Here is another speech from the Spectrum of Opportunity conference at Cal Lutheran University. This is a speech from the parent panel. My good friend’s mother, Barbara Johnson, had the courage to tell her story. Her son was with me in remedial autism class when we were small and no one knew how much was inside. I am happy to say he is at last able to express his thoughts. His story tells parents to not give up, even if your kid has grown to adulthood.
Good afternoon. My name is Barbara Johnson and I have the
privilege of being the mother of two sons, Chad and Connor Johnson,
both of whom have autism. My son, Chad, is the focus of my speaking
today however, because he is typing with a keyboard and his IPad
utilizing the Proloquo voice feedback word program for communication
I was asked to speak today because Chad basically started typing
meaningful communication and academics at 18 years old. He is now
20. Chad did began typing earlier with me and with his home therapy
program provided by Verdugo Hills Autism Project using an Alpha
Smart keyboard, but most of the typing consisted of nouns– usually
what we were having for dinner, or his name, address and phone
number. He did not progress much from there, because looking back
now I believe we were not emphasizing the typing enough.
Chad had been using PECS most of his time at home and in
school because it seemed to be the only form of communication other
than verbal that appeared to connect with him and what he also
initiated with. He tried typing and sign language when he was very
young, but these forms of communication at the time did not seem to
register well. I truly believed they did not make sense to him.
I was informed by the experts, that Chad had severe receptive language
difficulties and that was the reason why he would not always respond
correctly to ABA drills or requests I made of him. The many books
and articles I researched only backed up this theory. It was described
to me with the analogy of a radio receiving static, sometimes the
message comes through, and sometimes it doesn’t. I have never
doubted Chad’s intelligence, and I have always known he is extremely
If only I had realized Chad’s body was not responding to what his
brain was telling him to do, this theory of receptive language problems
would not have shaped how I pursued his education and therapy.
What is so ironic and upsetting is that a great deal of Chad’s learning
had been and continues to be auditory; he has understood everything
all along. The experts were wrong, I was wrong.
-.-.-
Task brief: Write out the part of the autism conference speech that starts with the words containing "What is so ironic" and ends with "I was wrong.".

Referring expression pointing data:
-.-.-
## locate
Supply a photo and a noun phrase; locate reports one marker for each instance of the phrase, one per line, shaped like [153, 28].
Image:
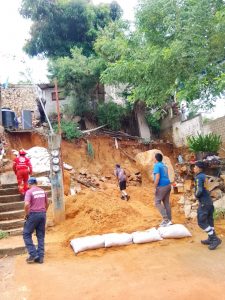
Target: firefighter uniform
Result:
[205, 209]
[22, 168]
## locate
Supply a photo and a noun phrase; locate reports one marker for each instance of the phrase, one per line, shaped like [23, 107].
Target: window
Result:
[61, 95]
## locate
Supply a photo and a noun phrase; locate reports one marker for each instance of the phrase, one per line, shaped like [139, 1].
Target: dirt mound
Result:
[97, 212]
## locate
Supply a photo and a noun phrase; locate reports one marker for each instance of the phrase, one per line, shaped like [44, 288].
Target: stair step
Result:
[11, 224]
[11, 215]
[11, 198]
[9, 191]
[9, 185]
[11, 206]
[13, 245]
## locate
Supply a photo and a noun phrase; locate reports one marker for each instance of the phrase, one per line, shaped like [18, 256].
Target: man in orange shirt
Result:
[22, 168]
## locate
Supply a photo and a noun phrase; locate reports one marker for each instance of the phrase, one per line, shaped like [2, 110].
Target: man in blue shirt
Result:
[162, 190]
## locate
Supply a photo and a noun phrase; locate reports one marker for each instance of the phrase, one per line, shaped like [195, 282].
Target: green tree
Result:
[78, 75]
[178, 46]
[58, 26]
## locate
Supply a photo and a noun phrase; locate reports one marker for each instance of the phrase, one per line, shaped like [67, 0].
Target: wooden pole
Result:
[54, 143]
[57, 106]
[0, 105]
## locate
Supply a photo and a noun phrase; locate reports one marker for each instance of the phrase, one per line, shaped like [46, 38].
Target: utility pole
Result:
[54, 143]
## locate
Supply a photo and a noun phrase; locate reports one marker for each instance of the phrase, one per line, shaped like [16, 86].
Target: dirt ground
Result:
[170, 269]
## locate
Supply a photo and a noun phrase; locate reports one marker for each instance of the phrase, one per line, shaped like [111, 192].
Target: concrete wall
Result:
[18, 98]
[216, 126]
[50, 105]
[181, 130]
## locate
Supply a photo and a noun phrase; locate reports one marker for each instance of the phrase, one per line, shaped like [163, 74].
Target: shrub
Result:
[153, 123]
[69, 130]
[3, 234]
[111, 114]
[204, 143]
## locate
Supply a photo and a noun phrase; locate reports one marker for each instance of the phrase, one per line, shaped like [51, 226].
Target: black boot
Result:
[206, 242]
[214, 242]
-.-.-
Your response:
What is so ironic and upsetting is that a great deal of Chad’s learning
had been and continues to be auditory; he has understood everything
all along. The experts were wrong, I was wrong.